§ Provided information
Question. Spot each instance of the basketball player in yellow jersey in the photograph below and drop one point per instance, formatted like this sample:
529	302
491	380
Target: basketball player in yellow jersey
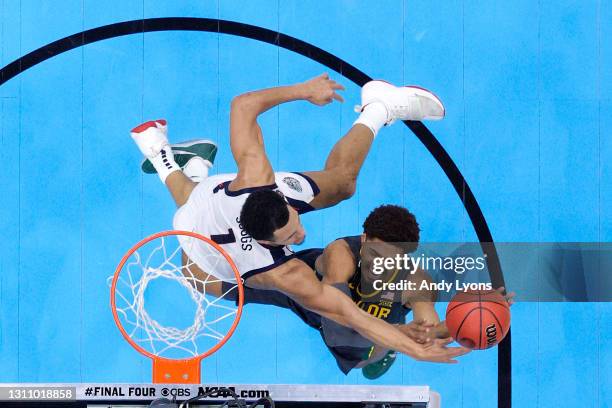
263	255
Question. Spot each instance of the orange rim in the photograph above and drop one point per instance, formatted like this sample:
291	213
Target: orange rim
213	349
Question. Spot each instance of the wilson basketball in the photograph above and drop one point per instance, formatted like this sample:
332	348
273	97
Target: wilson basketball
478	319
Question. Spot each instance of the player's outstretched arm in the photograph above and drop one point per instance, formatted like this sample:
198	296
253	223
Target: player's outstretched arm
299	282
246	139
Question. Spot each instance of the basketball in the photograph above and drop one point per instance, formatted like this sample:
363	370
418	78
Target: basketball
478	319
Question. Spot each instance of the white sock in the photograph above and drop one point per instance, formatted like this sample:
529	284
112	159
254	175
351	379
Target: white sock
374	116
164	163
---
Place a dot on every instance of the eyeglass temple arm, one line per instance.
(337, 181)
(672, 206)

§ Do this
Return every row above that contains the word "sock".

§ Problem solution
Question. Spot each instance of the white sock in the photograph above and drop one point per instance, formatted like this sample:
Target: white sock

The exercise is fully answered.